* **TO DO**
Rewrite the lines starting with the line containing "outline --target=brush field" and going on through the line containing "198 175 L 195", renaming "outline" to "trace" and leaving everything else unchanged.
-------- AVAILABLE RECORDS
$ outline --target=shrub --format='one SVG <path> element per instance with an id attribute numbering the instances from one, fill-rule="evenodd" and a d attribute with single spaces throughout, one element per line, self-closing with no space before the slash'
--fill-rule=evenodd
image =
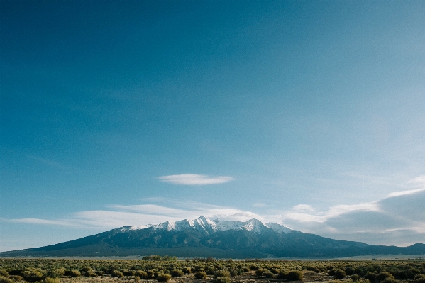
<path id="1" fill-rule="evenodd" d="M 393 278 L 387 277 L 385 280 L 381 281 L 381 283 L 397 283 L 397 281 Z"/>
<path id="2" fill-rule="evenodd" d="M 184 272 L 184 274 L 188 274 L 189 273 L 192 273 L 192 270 L 190 269 L 190 267 L 183 267 L 183 272 Z"/>
<path id="3" fill-rule="evenodd" d="M 148 272 L 146 272 L 145 271 L 143 271 L 143 270 L 136 270 L 136 276 L 138 276 L 138 277 L 140 277 L 141 279 L 148 279 Z"/>
<path id="4" fill-rule="evenodd" d="M 346 267 L 345 272 L 347 275 L 353 275 L 354 273 L 355 273 L 355 270 L 352 266 Z"/>
<path id="5" fill-rule="evenodd" d="M 345 278 L 346 276 L 347 276 L 346 272 L 340 269 L 336 270 L 335 272 L 333 273 L 333 275 L 338 279 L 343 279 Z"/>
<path id="6" fill-rule="evenodd" d="M 155 271 L 153 271 L 153 270 L 148 270 L 146 272 L 146 273 L 148 273 L 148 278 L 151 278 L 153 276 L 153 274 L 155 274 Z"/>
<path id="7" fill-rule="evenodd" d="M 391 273 L 390 273 L 390 272 L 381 272 L 379 274 L 376 275 L 376 277 L 375 278 L 375 281 L 377 282 L 380 282 L 387 280 L 387 279 L 394 279 L 394 276 L 392 276 L 392 274 Z"/>
<path id="8" fill-rule="evenodd" d="M 370 271 L 368 271 L 366 275 L 365 275 L 365 278 L 370 281 L 375 281 L 376 278 L 376 273 L 370 272 Z"/>
<path id="9" fill-rule="evenodd" d="M 280 270 L 279 270 L 277 268 L 273 268 L 270 270 L 272 272 L 272 273 L 273 273 L 274 274 L 278 274 Z"/>
<path id="10" fill-rule="evenodd" d="M 281 270 L 279 272 L 278 277 L 280 279 L 287 279 L 289 273 L 289 270 Z"/>
<path id="11" fill-rule="evenodd" d="M 299 280 L 301 280 L 303 277 L 304 277 L 304 274 L 302 274 L 302 272 L 301 271 L 291 270 L 288 273 L 288 275 L 287 276 L 287 279 L 289 281 L 299 281 Z"/>
<path id="12" fill-rule="evenodd" d="M 263 276 L 263 272 L 264 272 L 265 271 L 267 271 L 267 270 L 263 269 L 263 268 L 258 268 L 257 270 L 255 270 L 255 275 Z"/>
<path id="13" fill-rule="evenodd" d="M 206 273 L 204 271 L 198 271 L 195 273 L 195 278 L 199 279 L 206 279 Z"/>
<path id="14" fill-rule="evenodd" d="M 158 281 L 160 281 L 162 282 L 166 282 L 167 281 L 170 281 L 171 279 L 171 275 L 166 274 L 165 273 L 160 273 L 157 277 L 156 279 Z"/>
<path id="15" fill-rule="evenodd" d="M 21 276 L 28 282 L 41 281 L 44 277 L 42 270 L 38 269 L 28 270 L 21 272 Z"/>
<path id="16" fill-rule="evenodd" d="M 111 277 L 123 278 L 124 277 L 124 274 L 123 272 L 121 272 L 121 271 L 112 270 L 112 272 L 111 272 Z"/>
<path id="17" fill-rule="evenodd" d="M 79 277 L 81 276 L 81 273 L 79 270 L 71 270 L 70 271 L 70 276 L 71 277 Z"/>
<path id="18" fill-rule="evenodd" d="M 264 276 L 266 278 L 272 278 L 273 277 L 273 273 L 270 271 L 267 270 L 263 272 L 263 276 Z"/>
<path id="19" fill-rule="evenodd" d="M 47 277 L 43 280 L 44 283 L 59 283 L 59 278 Z"/>
<path id="20" fill-rule="evenodd" d="M 215 283 L 230 283 L 230 272 L 227 270 L 219 270 L 214 273 Z"/>
<path id="21" fill-rule="evenodd" d="M 171 276 L 173 277 L 181 277 L 184 273 L 180 270 L 174 270 L 171 272 Z"/>
<path id="22" fill-rule="evenodd" d="M 228 272 L 230 272 L 231 277 L 235 277 L 236 275 L 239 275 L 241 274 L 241 272 L 238 270 L 234 269 L 234 268 L 232 268 Z"/>
<path id="23" fill-rule="evenodd" d="M 57 268 L 54 270 L 50 270 L 48 272 L 48 276 L 50 278 L 57 278 L 63 276 L 65 273 L 65 270 L 63 267 Z"/>
<path id="24" fill-rule="evenodd" d="M 13 283 L 13 282 L 8 277 L 0 275 L 0 283 Z"/>

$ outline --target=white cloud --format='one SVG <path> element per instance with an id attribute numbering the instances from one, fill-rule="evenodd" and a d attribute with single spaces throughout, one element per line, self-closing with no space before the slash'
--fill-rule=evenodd
<path id="1" fill-rule="evenodd" d="M 64 226 L 72 226 L 72 223 L 66 220 L 50 220 L 40 218 L 18 218 L 18 219 L 4 219 L 4 221 L 16 223 L 24 223 L 28 224 L 47 224 L 47 225 L 59 225 Z"/>
<path id="2" fill-rule="evenodd" d="M 298 204 L 292 207 L 296 211 L 314 211 L 315 209 L 309 204 Z"/>
<path id="3" fill-rule="evenodd" d="M 276 214 L 256 214 L 231 207 L 169 199 L 146 199 L 150 204 L 111 205 L 104 210 L 76 212 L 63 219 L 0 219 L 6 221 L 106 229 L 126 225 L 156 224 L 167 220 L 213 219 L 275 222 L 305 233 L 370 244 L 408 245 L 425 238 L 425 189 L 395 192 L 369 203 L 336 205 L 319 210 L 298 204 Z M 153 202 L 163 205 L 153 204 Z"/>
<path id="4" fill-rule="evenodd" d="M 168 183 L 175 184 L 187 184 L 191 186 L 222 184 L 234 179 L 234 178 L 232 178 L 231 177 L 211 177 L 195 174 L 181 174 L 177 175 L 161 176 L 158 177 L 158 179 L 162 182 L 166 182 Z"/>
<path id="5" fill-rule="evenodd" d="M 421 175 L 419 177 L 416 177 L 416 178 L 411 179 L 408 182 L 409 184 L 425 184 L 425 175 Z"/>
<path id="6" fill-rule="evenodd" d="M 409 189 L 407 191 L 393 192 L 392 193 L 388 194 L 388 195 L 387 195 L 387 197 L 404 196 L 406 194 L 414 194 L 414 193 L 417 193 L 417 192 L 422 192 L 422 191 L 425 191 L 425 189 Z"/>

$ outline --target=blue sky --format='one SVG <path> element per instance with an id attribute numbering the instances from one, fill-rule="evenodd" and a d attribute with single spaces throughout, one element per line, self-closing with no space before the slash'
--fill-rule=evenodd
<path id="1" fill-rule="evenodd" d="M 424 12 L 0 1 L 0 250 L 202 215 L 425 243 Z"/>

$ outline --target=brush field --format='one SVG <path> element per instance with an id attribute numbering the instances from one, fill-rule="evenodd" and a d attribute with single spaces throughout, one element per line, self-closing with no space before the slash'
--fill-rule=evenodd
<path id="1" fill-rule="evenodd" d="M 425 283 L 425 260 L 0 259 L 0 283 Z"/>

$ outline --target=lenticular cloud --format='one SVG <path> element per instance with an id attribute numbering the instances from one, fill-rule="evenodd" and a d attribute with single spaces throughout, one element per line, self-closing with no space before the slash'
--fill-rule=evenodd
<path id="1" fill-rule="evenodd" d="M 198 175 L 195 174 L 181 174 L 177 175 L 161 176 L 158 177 L 162 182 L 175 184 L 206 185 L 222 184 L 233 180 L 231 177 Z"/>

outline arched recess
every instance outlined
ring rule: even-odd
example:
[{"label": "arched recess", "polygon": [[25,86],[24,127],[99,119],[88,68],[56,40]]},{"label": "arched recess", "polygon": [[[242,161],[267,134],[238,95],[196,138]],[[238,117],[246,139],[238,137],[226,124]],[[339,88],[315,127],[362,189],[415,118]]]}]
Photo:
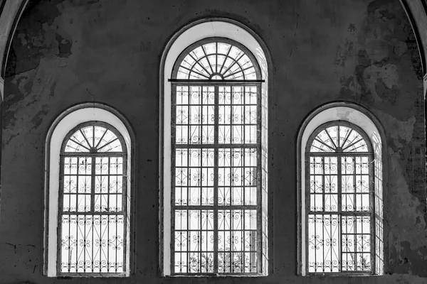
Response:
[{"label": "arched recess", "polygon": [[268,188],[268,74],[270,61],[268,49],[263,40],[253,31],[239,22],[228,18],[204,18],[194,21],[176,33],[167,44],[160,65],[160,131],[159,131],[159,263],[164,275],[172,274],[171,269],[171,131],[172,131],[172,78],[173,67],[180,54],[191,44],[207,38],[224,38],[239,43],[255,56],[260,66],[261,77],[261,136],[263,165],[262,173],[262,227],[263,266],[262,274],[266,275],[268,266],[268,234],[271,232],[268,225],[268,207],[270,194]]},{"label": "arched recess", "polygon": [[[135,135],[127,119],[115,109],[99,103],[83,103],[71,106],[60,114],[52,123],[45,143],[45,183],[44,183],[44,227],[43,227],[43,273],[49,277],[58,275],[58,197],[60,185],[61,147],[64,139],[71,130],[77,126],[88,121],[99,121],[107,124],[120,133],[126,145],[127,169],[127,229],[125,231],[127,251],[125,253],[125,273],[122,276],[128,276],[132,256],[130,247],[133,246],[131,231],[132,229],[133,196],[135,185],[132,182],[135,173]],[[73,276],[78,276],[75,273]],[[111,275],[117,276],[117,275]],[[92,276],[102,276],[93,273]]]},{"label": "arched recess", "polygon": [[297,248],[298,266],[297,273],[306,275],[307,273],[308,258],[307,251],[307,231],[305,224],[307,192],[306,178],[310,175],[307,172],[306,148],[310,137],[320,126],[330,121],[347,121],[358,126],[366,133],[372,145],[374,151],[374,188],[375,195],[375,218],[379,224],[376,226],[375,266],[373,274],[384,273],[384,231],[385,224],[382,222],[383,200],[386,190],[386,145],[385,133],[379,121],[369,111],[358,104],[339,102],[325,104],[310,114],[302,122],[297,140]]}]

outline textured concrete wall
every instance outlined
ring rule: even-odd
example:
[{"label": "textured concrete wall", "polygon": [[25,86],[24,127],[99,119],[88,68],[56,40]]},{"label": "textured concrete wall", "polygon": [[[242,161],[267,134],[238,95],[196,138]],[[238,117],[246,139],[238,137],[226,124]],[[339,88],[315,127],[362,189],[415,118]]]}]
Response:
[{"label": "textured concrete wall", "polygon": [[[248,26],[271,54],[273,269],[266,278],[159,276],[160,56],[179,27],[211,16]],[[413,43],[398,0],[31,2],[6,67],[0,283],[427,283],[424,102]],[[283,217],[297,212],[295,137],[310,111],[337,100],[367,107],[386,134],[384,276],[295,275],[295,219]],[[60,112],[93,101],[122,112],[136,133],[135,274],[47,278],[41,273],[46,135]]]}]

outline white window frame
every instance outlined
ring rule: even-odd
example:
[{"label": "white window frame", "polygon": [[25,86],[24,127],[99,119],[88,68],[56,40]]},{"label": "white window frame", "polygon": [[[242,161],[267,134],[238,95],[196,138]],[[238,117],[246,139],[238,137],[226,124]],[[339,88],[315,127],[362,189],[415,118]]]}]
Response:
[{"label": "white window frame", "polygon": [[[44,204],[44,243],[43,272],[48,277],[58,276],[58,213],[60,180],[60,154],[63,142],[67,134],[73,128],[83,122],[98,121],[114,126],[123,136],[127,151],[127,226],[126,239],[126,273],[117,275],[104,275],[93,273],[90,277],[127,277],[130,275],[130,222],[131,216],[131,173],[132,157],[132,149],[134,135],[131,132],[126,119],[114,109],[97,103],[85,103],[70,107],[63,112],[53,121],[48,131],[45,143],[45,204]],[[75,276],[72,276],[75,277]],[[79,276],[77,276],[79,277]],[[89,277],[87,275],[83,277]]]},{"label": "white window frame", "polygon": [[[350,122],[361,128],[369,138],[369,141],[374,148],[374,160],[376,162],[374,169],[376,194],[381,195],[382,200],[384,192],[386,190],[386,159],[384,153],[386,153],[386,146],[384,141],[384,131],[379,121],[364,107],[355,104],[339,102],[333,102],[323,105],[312,111],[303,121],[300,129],[297,136],[297,169],[299,171],[297,186],[298,221],[297,221],[297,239],[298,239],[298,274],[302,276],[310,275],[307,273],[306,263],[307,231],[306,220],[306,202],[305,202],[305,151],[307,143],[309,138],[315,130],[321,125],[334,121],[345,121]],[[383,206],[381,204],[376,204],[376,214],[379,214],[382,219]],[[384,222],[383,222],[384,228]],[[379,236],[376,231],[372,232],[376,238],[376,251],[380,258],[376,258],[376,267],[374,268],[374,274],[384,274],[384,230],[381,228],[381,234]],[[379,238],[377,239],[377,237]],[[340,275],[340,273],[330,273],[329,275]]]},{"label": "white window frame", "polygon": [[[159,179],[160,194],[159,196],[160,209],[159,221],[159,262],[163,275],[170,275],[171,272],[171,109],[172,109],[172,84],[169,82],[171,78],[172,69],[175,61],[184,50],[191,44],[206,38],[226,38],[238,42],[248,48],[256,58],[260,70],[264,83],[261,87],[262,96],[262,121],[265,129],[267,130],[268,120],[268,67],[264,48],[260,44],[259,38],[254,36],[255,33],[241,23],[233,20],[224,18],[202,19],[182,28],[167,43],[162,57],[160,67],[160,131],[159,131]],[[263,126],[262,126],[263,127]],[[261,157],[264,168],[268,167],[268,131],[263,135],[262,145],[265,146],[265,155]],[[265,186],[267,186],[267,171],[263,173],[265,177]],[[263,197],[263,209],[267,210],[268,197]],[[265,212],[266,213],[266,211]],[[265,214],[267,215],[267,214]],[[263,218],[263,234],[268,236],[268,216]],[[267,238],[265,238],[267,239]],[[268,257],[268,244],[267,241],[263,243],[263,254],[265,258]],[[264,266],[268,266],[265,263]],[[268,273],[268,267],[263,268],[263,275]]]}]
----------------
* **SOLVED PROBLEM**
$ trace --target=brush field --format='one SVG <path> element per instance with an id attribute numbering the instances from one, fill-rule="evenodd" and a d attribute with single spaces throughout, one element per line, self-closing with no space before the slash'
--fill-rule=evenodd
<path id="1" fill-rule="evenodd" d="M 425 283 L 425 260 L 0 259 L 0 283 Z"/>

$ trace --target=lenticular cloud --format='one SVG <path> element per instance with an id attribute numbering the instances from one, fill-rule="evenodd" and a d attribute with single spaces throughout, one element per line, self-closing with no space before the slash'
--fill-rule=evenodd
<path id="1" fill-rule="evenodd" d="M 198 175 L 195 174 L 181 174 L 177 175 L 161 176 L 158 177 L 162 182 L 175 184 L 206 185 L 222 184 L 233 180 L 231 177 Z"/>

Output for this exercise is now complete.